▶ [THE EXERCISE]:
Write out the entries again exactly as they are given.

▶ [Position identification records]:
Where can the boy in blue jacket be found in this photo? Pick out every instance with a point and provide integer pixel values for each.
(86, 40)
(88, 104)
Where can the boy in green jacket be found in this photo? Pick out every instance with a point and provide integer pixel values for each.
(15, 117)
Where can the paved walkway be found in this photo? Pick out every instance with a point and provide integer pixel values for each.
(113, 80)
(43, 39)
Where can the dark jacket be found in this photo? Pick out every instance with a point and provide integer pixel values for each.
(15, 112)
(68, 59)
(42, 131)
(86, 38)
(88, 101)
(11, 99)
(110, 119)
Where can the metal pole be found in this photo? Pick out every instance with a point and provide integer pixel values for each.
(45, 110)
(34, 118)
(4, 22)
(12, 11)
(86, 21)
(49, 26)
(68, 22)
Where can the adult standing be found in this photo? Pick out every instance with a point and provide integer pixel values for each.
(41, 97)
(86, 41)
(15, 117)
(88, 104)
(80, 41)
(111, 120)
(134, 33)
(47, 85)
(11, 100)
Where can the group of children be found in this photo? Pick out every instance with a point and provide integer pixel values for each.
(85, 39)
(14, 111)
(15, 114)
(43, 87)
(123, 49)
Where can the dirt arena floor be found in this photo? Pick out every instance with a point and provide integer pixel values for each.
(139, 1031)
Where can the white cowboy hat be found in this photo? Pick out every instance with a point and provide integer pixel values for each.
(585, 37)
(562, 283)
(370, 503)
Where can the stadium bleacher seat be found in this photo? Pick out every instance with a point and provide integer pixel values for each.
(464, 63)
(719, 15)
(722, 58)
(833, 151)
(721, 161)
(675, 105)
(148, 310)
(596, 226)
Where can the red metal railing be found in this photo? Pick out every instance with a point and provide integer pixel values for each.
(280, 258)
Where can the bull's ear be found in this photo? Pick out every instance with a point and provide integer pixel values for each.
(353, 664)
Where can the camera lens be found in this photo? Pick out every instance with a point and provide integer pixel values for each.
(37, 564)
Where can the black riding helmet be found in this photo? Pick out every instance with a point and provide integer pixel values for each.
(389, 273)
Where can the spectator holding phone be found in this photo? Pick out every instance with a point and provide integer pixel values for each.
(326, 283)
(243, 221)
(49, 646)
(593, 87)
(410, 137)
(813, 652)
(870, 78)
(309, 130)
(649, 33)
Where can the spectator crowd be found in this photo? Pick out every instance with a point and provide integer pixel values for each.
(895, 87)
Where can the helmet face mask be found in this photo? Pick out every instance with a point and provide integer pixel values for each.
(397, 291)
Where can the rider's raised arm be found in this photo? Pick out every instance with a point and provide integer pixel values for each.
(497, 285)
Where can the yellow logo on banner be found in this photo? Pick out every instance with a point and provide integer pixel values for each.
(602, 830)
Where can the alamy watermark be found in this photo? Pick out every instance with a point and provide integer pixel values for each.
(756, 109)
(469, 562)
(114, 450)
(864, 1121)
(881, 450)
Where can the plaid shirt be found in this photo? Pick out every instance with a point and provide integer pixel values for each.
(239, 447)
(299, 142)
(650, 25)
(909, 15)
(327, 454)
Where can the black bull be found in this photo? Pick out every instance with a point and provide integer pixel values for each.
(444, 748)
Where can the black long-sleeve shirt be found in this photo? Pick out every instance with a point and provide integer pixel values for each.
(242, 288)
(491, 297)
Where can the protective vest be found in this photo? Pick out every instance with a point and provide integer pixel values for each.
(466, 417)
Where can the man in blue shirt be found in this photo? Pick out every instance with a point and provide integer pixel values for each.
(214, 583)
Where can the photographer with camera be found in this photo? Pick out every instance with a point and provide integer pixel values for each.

▶ [EXERCISE SOLUTION]:
Where can the boy in blue jacket be found in this photo? Pick out every instance with a point and provide integer pixel values for each.
(86, 40)
(88, 104)
Where can the boy in green jacket be found in this photo? Pick out every instance with a point and provide integer pixel values for each.
(15, 117)
Where can the paved walkway be found in this photo? Pick out every instance with a point and provide integer pixel values for each.
(113, 80)
(43, 39)
Where can the dark jacket be found in this photo? Pick out every instance with a point and provide integer pixel values for each.
(15, 112)
(68, 59)
(42, 131)
(86, 38)
(88, 101)
(11, 99)
(110, 119)
Where can the metal pole be found in this photo? Pick out every instance with a point and provide integer pixel values for each.
(45, 110)
(34, 118)
(4, 22)
(12, 11)
(86, 21)
(49, 26)
(68, 22)
Where can the adult standing be found in this photo? Pick out every instance with a point and provide integer pixel values for each.
(41, 97)
(86, 41)
(15, 117)
(88, 104)
(80, 41)
(111, 120)
(134, 33)
(47, 85)
(11, 100)
Where can the group of children be found in this photo? Pick out every instance with a point and provide integer pixel values for each.
(85, 39)
(14, 111)
(15, 114)
(43, 87)
(123, 49)
Where can the dirt arena floor be found in this photo? Pick out every instance with a point and provide integer pixel values for each.
(139, 1031)
Where can the white cowboy hat be found in this photo? Pick out every instance with a point and provide integer pixel values for each.
(585, 37)
(562, 283)
(370, 503)
Where can the stadium bleacher seat be found in this photo? Pick out every instance with a point and provide integer pixel values for each.
(464, 63)
(719, 15)
(722, 58)
(833, 151)
(721, 161)
(675, 105)
(148, 310)
(596, 226)
Where can the red metal railing be found in this photo? Pick out every instance with a point and provide integer pixel values for each.
(280, 258)
Where can the bull's ear be found in this photo? Pick out every instance with a point and provide integer pixel values for each.
(353, 664)
Where can the camera lens be found in this photo? Pick out every instance with a point and provide integer pixel values for each.
(37, 564)
Where can the black riding helmet be found in this photo? Pick out every instance with a point and provide integer pixel values for each.
(389, 273)
Where can the spectator holding phone be found in this photo? Pick out every instance with a point and provide integer pixel values for each.
(326, 283)
(243, 221)
(49, 646)
(593, 87)
(410, 137)
(813, 652)
(870, 78)
(309, 130)
(649, 33)
Where can the spectator crowd be found in this photo? Pick out every instance with a point and provide integer pixel values for each.
(895, 87)
Where can the helmet face mask be found in this photo? Pick out every instance with a point and provide integer pixel values for each.
(397, 291)
Where can the rider's raised arm be found in this photo? Pick out every instance with a point and provide integer pixel values for each.
(497, 285)
Where can the yellow logo on banner be found in this photo? Pick out every instance with a point and provide integer pixel values for each.
(602, 830)
Where can the alamy watermark be found in this photo? Pick out every instance with a point and provide integer pixel values for each.
(756, 109)
(469, 562)
(114, 450)
(864, 1121)
(881, 450)
Where can the plaid shirt be found in this photo? Pick out every instance with a point and provide integer pixel values for each.
(239, 447)
(299, 142)
(650, 25)
(909, 15)
(327, 454)
Where can the black bull be found in this photo? Pick out every instance with a point and provide integer pixel values for each.
(444, 748)
Where can the black long-sleeve shirt be found in this photo? Pick out every instance with a point and provide integer pixel values for each.
(242, 288)
(491, 297)
Where can the protective vest be found in this photo? Pick out every instance with a point and provide integer pixel values for each.
(466, 417)
Where can the man in blue shirt be found in this photo? Pick out every instance with a point and provide integer pixel values for each.
(214, 583)
Where can the photographer with camera be found in this photo? Pick out every instance with a point and provide integer pixel values for each.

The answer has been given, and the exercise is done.